§ **Text segment**

Louie Tonkin has worked wonders in his two years in charge of Bahrain – turning a team who could be labelled remote even by Middle East standards from perennial also-rans into heavyweights.
When he took over in the summer of 2016 the club was coasting along, perhaps happily so, perhaps not. But in the last 24 months the young coach, who has extensive knowledge in the semi-professional ranks back in his native Wales, has seen his team gate crash the UAE party.
It’s a party that boasts an exclusive guest list. Tonkin, 35, has rubbed shoulders with former dual code New Zealand league and England union international star Henry Paul during his tenure at Jebel Ali Dragons.
He will now pit his wits against Wales and British & Irish Lions icon Mike Phillips at Dragons this year – not to mention former Emerging Springboks fly-half Jacques Benade, in charge at Dubai Exiles, as well as Mike McFarlane at fellow Gulf rugby giants Abu Dhabi Harlequins.
But Bahrain well and truly broke into that elite group last season – with the major honours in UAE and Gulf rugby shared between these four sides.
Bahrain have put in the hard yards in the last two years and they will have to go the extra mile once again this season if they are to succeed, thanks to a tweak in the UAE rugby fixtures calendar.
Added competition means the teams in the West Asia Premiership will play each other three times over the course of 2018/19 – with Bahrain travelling to each opponent twice, while also playing each team once at home.

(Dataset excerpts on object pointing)
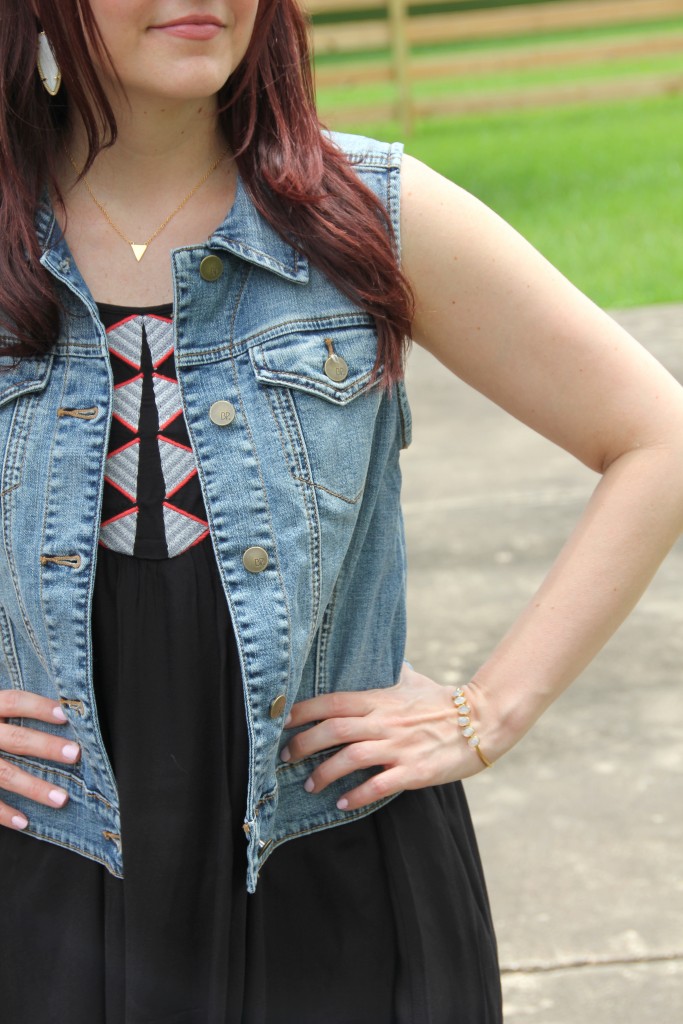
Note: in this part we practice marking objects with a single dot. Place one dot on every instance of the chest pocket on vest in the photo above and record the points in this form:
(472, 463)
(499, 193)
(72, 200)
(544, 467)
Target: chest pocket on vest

§ **Instructions**
A. Give the passage of the Bahrain rugby article between "Added competition means" and "once at home.", inclusive, changing "three times" to "four times".
B. Write out the dataset rows on object pointing line for line, without the pictures.

§ **Completed exercise**
A.
Added competition means the teams in the West Asia Premiership will play each other four times over the course of 2018/19 – with Bahrain travelling to each opponent twice, while also playing each team once at home.

B.
Note: in this part we practice marking objects with a single dot. Place one dot on every instance of the chest pocket on vest in the photo above and record the points in this form:
(472, 463)
(499, 193)
(72, 200)
(544, 467)
Target: chest pocket on vest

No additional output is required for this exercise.